연습 자료
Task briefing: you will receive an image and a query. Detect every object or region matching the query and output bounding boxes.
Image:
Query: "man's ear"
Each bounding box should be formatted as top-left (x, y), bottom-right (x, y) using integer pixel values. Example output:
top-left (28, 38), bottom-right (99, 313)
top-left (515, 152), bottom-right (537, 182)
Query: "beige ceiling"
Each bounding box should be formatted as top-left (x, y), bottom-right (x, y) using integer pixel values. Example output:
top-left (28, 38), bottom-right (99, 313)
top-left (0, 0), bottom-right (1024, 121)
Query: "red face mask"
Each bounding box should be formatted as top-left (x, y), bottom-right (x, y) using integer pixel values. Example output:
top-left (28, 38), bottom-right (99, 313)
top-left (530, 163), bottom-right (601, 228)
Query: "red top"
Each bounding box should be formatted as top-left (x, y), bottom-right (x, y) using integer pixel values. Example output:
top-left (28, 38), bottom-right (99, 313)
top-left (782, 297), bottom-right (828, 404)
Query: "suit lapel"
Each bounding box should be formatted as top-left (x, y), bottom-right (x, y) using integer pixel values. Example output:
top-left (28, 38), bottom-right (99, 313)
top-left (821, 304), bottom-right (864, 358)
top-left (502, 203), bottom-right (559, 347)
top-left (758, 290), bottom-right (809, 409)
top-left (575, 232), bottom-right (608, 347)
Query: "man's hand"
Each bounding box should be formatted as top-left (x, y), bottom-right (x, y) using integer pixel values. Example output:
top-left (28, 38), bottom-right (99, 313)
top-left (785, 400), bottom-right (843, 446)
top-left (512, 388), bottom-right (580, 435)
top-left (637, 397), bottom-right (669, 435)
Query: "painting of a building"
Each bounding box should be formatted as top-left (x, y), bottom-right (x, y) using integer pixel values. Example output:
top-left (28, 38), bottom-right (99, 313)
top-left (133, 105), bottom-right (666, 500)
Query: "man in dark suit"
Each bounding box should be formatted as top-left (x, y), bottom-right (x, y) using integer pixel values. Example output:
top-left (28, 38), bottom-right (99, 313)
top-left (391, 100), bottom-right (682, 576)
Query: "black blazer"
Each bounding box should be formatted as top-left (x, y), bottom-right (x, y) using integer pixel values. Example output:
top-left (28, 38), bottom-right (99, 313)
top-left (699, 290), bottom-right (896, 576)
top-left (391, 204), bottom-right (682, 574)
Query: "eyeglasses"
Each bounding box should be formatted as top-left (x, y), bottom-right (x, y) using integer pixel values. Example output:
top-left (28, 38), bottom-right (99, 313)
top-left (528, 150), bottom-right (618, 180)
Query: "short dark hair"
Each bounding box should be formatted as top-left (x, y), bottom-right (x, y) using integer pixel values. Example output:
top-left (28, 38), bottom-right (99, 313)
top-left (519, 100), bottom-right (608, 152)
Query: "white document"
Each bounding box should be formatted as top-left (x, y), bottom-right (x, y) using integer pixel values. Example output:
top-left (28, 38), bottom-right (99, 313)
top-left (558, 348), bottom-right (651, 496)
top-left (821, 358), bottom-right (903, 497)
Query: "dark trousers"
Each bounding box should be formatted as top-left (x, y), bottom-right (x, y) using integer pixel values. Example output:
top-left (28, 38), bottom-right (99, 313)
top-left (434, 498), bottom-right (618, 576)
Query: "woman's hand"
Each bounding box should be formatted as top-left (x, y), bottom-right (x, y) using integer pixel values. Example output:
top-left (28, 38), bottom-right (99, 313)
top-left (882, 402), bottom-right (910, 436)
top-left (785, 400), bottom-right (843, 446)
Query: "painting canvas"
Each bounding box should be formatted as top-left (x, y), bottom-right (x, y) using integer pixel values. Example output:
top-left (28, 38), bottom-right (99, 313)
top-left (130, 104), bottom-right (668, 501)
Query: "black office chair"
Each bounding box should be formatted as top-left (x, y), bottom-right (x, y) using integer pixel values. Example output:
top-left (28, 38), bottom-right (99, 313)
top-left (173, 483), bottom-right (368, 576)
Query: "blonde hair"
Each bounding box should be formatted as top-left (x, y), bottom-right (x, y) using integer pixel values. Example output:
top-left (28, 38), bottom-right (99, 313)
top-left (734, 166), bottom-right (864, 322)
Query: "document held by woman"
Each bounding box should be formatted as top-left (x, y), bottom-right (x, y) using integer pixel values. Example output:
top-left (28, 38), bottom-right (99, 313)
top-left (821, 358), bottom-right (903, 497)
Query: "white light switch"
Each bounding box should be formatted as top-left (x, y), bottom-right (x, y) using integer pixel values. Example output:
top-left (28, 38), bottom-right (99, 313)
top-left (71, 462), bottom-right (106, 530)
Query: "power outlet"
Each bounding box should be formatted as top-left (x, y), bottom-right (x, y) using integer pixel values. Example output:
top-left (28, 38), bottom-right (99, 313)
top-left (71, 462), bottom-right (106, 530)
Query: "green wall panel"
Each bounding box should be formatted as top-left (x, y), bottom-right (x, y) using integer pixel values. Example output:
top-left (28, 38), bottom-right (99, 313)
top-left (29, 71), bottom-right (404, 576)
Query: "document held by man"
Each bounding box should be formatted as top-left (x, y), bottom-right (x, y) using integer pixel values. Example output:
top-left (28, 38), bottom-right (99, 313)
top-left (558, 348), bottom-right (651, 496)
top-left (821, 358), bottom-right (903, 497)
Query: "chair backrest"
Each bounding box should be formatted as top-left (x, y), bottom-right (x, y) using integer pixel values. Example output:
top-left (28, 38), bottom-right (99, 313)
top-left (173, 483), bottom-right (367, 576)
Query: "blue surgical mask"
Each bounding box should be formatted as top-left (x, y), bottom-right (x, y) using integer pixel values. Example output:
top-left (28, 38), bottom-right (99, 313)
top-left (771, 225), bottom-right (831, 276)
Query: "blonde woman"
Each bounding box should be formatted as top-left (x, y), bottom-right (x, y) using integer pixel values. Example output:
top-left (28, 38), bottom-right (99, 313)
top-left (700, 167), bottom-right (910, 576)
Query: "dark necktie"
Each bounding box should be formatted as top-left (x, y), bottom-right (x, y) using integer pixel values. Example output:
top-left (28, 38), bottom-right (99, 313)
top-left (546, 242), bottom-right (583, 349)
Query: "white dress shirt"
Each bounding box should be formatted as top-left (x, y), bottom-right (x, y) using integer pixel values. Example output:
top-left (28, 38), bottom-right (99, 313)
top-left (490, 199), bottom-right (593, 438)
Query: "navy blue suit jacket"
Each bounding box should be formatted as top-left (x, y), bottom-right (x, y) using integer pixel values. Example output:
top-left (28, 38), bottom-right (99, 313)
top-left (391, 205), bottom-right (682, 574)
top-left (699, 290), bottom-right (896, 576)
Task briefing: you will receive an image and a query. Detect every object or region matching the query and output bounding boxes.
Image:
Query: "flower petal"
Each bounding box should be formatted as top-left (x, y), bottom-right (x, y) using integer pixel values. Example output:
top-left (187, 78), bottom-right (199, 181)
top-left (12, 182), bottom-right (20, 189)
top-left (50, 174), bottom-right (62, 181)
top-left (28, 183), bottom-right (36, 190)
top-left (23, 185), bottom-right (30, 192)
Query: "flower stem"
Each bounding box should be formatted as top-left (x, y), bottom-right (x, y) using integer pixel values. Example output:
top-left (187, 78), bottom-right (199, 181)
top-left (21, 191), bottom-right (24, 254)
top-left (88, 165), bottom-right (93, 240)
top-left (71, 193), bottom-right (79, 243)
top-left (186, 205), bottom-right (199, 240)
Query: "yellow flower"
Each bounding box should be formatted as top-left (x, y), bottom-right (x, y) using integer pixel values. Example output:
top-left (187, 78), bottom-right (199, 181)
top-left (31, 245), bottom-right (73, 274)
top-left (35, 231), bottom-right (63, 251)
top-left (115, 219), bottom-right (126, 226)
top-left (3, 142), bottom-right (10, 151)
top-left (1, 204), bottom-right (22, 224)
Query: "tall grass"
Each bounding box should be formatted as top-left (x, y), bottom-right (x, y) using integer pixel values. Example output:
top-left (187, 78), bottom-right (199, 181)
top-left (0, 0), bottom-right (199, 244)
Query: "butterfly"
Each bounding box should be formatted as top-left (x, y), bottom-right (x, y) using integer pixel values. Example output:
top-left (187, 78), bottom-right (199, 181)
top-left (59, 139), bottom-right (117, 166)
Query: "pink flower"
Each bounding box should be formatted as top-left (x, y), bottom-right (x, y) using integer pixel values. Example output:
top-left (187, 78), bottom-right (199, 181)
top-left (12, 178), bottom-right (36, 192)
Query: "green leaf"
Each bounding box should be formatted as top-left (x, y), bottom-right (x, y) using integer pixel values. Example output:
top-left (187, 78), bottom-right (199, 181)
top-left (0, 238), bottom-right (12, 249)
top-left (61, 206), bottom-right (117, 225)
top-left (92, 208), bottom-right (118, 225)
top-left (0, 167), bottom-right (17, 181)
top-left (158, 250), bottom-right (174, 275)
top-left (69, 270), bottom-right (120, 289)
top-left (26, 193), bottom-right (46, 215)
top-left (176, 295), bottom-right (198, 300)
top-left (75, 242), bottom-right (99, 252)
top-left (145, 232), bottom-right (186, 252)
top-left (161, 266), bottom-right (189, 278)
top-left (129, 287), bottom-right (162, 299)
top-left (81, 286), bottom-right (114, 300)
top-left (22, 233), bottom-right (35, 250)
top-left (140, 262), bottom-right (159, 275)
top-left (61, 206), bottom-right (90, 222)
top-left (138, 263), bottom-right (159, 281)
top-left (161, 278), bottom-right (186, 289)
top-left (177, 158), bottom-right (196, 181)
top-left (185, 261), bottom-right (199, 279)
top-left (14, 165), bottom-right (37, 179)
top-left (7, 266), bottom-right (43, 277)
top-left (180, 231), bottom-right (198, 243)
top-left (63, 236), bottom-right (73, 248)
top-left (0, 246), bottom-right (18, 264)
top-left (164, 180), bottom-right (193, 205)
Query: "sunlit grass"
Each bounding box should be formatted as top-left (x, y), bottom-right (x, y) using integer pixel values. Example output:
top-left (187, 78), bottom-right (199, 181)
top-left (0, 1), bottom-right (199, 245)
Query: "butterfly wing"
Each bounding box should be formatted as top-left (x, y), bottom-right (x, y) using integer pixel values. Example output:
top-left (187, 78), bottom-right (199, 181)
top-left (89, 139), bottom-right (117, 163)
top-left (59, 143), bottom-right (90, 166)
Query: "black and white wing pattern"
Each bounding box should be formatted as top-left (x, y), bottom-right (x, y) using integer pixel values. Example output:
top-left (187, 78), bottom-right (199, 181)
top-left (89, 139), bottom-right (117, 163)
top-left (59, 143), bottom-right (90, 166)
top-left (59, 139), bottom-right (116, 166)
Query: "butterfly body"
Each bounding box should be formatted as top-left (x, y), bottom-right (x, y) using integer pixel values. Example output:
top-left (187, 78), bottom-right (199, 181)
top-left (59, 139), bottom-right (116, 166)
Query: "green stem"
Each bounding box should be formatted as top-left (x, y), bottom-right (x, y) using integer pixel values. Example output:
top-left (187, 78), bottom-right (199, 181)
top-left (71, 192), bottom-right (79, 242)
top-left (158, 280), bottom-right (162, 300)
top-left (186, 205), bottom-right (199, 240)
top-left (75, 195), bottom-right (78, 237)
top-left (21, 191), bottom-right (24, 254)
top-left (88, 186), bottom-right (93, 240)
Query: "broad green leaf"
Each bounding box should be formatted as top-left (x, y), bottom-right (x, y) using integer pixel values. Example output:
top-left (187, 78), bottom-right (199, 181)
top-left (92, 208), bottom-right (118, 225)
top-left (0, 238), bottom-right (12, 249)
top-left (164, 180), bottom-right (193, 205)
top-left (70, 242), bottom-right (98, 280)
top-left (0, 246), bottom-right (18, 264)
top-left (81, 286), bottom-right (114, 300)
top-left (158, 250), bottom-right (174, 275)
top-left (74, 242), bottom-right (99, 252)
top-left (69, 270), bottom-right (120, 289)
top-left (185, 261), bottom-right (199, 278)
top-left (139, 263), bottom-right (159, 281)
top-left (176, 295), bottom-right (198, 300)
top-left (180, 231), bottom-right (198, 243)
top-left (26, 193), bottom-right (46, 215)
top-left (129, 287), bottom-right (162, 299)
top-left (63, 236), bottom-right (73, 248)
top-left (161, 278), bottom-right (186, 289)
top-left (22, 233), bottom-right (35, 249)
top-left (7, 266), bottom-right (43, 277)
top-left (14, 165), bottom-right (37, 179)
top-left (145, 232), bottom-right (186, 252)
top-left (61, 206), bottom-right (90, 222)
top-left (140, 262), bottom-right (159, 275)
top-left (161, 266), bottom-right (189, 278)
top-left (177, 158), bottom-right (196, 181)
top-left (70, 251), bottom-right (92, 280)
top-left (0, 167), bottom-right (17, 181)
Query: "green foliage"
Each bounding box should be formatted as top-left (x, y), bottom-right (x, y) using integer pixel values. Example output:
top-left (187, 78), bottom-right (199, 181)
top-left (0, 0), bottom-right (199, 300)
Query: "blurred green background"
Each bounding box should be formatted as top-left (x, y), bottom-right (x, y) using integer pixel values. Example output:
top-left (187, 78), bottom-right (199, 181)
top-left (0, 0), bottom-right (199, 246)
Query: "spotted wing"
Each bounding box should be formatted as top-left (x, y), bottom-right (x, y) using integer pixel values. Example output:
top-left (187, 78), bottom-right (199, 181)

짧은 문제
위 행의 맨 처음부터 "top-left (0, 0), bottom-right (1024, 121)" 내용이 들어 있는 줄까지, 양 끝 줄을 포함하여 JSON 문자열 목록으로 정리하십시오. 한 줄당 문자열 하나로 하고 빈 줄은 제외하십시오.

완성된 과제
[
  "Task briefing: you will receive an image and a query. Detect every object or region matching the query and output bounding boxes.",
  "Image:",
  "Query: \"man's ear\"",
  "Each bounding box should be formatted as top-left (x, y), bottom-right (x, y) using integer pixel values. Example output:",
  "top-left (28, 38), bottom-right (99, 313)",
  "top-left (515, 152), bottom-right (537, 182)",
  "Query: \"beige ceiling\"",
  "Each bounding box should be formatted as top-left (x, y), bottom-right (x, y) using integer pixel values. Example output:",
  "top-left (28, 38), bottom-right (99, 313)",
  "top-left (0, 0), bottom-right (1024, 121)"
]